====== ТЕКСТ УПРАЖНЕНИЯ ======

Готовясь к борьбе против большевизма, мы часто обсуждали детали будущего выступления. Борьба потребует своих эмблем, символов и знамен, чисто внешнего оформления идей и целей.
Наши бунтари считали, что все это нужно взять из времен гражданской войны, как было при Ленине. Флаг должен быть красным. Форма армий такой, как была в свое время у Краской армии. Отношение к религии, в лучшем случае, никакого — все они, как правило, были воинствующими неверующими.
Армию оденем так, как она была одета при царе — мужику это наверное, очень даже понравится, — сфантазирует, бывало, кто-нибудь из не марксистски настроенной молодежи.
Это приводит марксистов в ужас. Когда во время войны Сталин ввел золотые погоны и разделил армию на офицерскую касту и нижних чинов, бунтари были в великом смущении.
Мне представляется, что люди этой группы — это было лучшее в большевизме. Вот, так он должен был бы выглядеть, если бы его не превратили в сплошную уголовщину. Но даже к в таком виде его нельзя было признать приемлемым.
Это были последние цветы русского марксизма, по недосмотру не раздавленные Сталиным. Много ли было таких людей последнее время в самой России — не думаю. Судя по их рассказам, это были редкие единицы в кругах высшей интеллигенции, в той или иной мере общавшиеся когда-то с вождями большевизма первых лет. Я вспоминаю об этой группе только потому, что она оказалась выразительницей антибольшевистских настроений на первых порах создания Освободительного Движения. Нужно отдать справедливость, что эта небольшая группа, в руках которой находилась первая русская газета, ни в какой степени не использовала ее страницы для популяризации своих политических настроений». (Выделение в тексте жирным мое. — К. Ч.)

====== СВЕДЕНИЯ ======

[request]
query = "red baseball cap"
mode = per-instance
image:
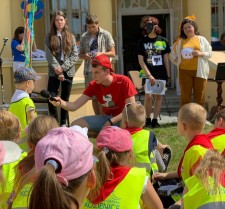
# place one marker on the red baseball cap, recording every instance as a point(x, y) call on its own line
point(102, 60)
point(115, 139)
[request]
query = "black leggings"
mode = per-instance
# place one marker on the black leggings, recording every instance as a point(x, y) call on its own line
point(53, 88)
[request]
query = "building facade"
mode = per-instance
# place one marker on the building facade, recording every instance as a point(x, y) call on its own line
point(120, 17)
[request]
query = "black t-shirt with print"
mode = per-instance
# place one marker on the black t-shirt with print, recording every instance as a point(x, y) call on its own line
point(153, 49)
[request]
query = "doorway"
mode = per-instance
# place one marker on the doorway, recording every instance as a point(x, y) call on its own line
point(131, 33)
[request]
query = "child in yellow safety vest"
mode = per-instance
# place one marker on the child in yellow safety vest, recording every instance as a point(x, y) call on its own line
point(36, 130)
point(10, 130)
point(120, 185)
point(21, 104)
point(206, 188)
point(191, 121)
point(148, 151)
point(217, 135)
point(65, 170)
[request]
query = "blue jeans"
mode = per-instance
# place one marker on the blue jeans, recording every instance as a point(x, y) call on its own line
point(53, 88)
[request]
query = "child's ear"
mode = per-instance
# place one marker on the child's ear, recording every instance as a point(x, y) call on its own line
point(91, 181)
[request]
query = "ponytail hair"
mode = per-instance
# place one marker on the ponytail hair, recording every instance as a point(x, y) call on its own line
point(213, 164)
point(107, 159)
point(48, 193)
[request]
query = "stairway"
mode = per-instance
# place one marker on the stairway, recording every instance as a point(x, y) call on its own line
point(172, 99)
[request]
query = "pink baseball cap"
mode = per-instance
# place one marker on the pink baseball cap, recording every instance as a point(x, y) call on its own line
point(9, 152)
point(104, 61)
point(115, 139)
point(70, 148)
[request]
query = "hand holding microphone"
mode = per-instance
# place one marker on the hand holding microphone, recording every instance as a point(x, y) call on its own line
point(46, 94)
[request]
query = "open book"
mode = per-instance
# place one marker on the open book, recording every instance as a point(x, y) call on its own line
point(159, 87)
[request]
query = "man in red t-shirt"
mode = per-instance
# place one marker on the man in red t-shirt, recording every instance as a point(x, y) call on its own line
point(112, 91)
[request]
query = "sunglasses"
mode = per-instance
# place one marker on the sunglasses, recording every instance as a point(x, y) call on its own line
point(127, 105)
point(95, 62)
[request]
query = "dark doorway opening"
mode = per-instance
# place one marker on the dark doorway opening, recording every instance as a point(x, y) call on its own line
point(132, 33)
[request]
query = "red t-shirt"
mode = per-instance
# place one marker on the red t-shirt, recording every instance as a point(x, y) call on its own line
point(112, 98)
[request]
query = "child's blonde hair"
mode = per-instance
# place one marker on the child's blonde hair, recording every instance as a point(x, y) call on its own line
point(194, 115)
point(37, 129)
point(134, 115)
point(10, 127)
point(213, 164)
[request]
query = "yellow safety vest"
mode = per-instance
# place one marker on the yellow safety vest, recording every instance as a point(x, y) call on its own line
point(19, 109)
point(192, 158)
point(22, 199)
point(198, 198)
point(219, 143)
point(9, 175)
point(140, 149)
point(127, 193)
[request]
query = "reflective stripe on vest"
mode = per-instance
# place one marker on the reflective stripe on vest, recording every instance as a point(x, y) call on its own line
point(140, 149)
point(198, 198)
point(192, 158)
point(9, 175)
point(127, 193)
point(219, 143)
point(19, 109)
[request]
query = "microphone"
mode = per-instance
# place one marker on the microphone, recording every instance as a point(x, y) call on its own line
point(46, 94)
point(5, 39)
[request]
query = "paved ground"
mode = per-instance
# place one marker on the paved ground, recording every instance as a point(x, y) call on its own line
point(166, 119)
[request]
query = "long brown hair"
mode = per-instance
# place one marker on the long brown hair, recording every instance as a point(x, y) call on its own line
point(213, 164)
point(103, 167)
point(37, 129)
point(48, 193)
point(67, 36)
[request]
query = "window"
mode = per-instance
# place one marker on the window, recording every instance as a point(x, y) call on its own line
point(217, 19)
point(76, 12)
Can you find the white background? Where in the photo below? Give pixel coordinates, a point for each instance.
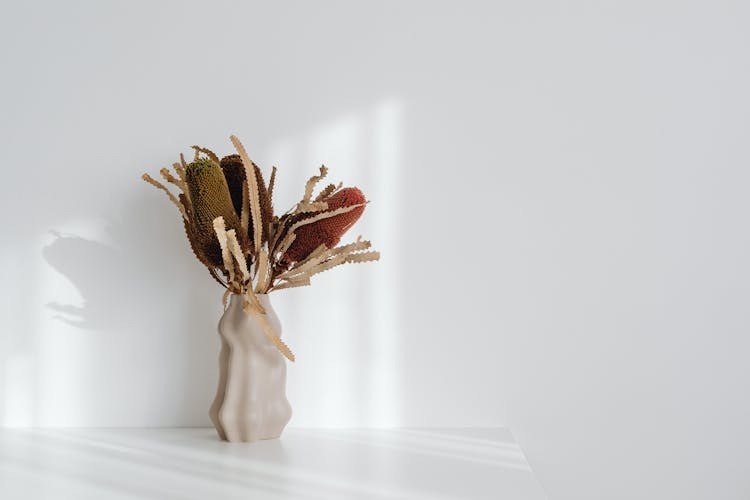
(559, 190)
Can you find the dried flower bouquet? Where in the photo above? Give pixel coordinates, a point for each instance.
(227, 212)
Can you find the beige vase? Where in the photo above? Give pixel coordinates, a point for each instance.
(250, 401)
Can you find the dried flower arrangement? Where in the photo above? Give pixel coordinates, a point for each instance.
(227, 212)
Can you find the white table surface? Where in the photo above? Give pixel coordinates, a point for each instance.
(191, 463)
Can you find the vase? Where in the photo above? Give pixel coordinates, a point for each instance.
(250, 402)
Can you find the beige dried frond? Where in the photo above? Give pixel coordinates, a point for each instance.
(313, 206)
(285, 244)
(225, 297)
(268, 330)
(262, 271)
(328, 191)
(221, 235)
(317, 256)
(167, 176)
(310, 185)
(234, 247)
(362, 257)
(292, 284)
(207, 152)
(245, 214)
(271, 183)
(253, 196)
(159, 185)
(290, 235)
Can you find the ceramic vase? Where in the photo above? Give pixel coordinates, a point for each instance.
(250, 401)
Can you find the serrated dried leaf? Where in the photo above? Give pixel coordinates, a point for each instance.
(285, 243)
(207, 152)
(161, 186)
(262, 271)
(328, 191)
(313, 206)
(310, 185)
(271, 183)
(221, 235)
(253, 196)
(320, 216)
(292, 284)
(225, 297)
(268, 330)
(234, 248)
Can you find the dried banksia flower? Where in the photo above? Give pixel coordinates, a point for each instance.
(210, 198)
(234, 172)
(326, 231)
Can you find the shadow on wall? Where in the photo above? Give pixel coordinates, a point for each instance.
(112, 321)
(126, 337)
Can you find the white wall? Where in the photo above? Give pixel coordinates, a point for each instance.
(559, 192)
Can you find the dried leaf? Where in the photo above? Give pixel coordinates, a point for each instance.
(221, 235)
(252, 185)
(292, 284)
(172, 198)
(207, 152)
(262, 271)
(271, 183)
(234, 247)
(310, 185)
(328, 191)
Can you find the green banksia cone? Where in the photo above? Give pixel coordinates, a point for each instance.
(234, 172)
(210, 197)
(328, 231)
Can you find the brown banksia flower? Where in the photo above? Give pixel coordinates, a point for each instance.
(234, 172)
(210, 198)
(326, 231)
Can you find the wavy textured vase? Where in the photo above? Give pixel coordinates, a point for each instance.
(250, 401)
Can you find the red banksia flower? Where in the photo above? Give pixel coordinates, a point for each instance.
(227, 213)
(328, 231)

======

### ЗАДАНИЕ
Каким, по мнению бунтарей из текста упражнения, должен был быть флаг? Перечень никак не связан с текстом упражнения.

### ОТВЕТ
Красным.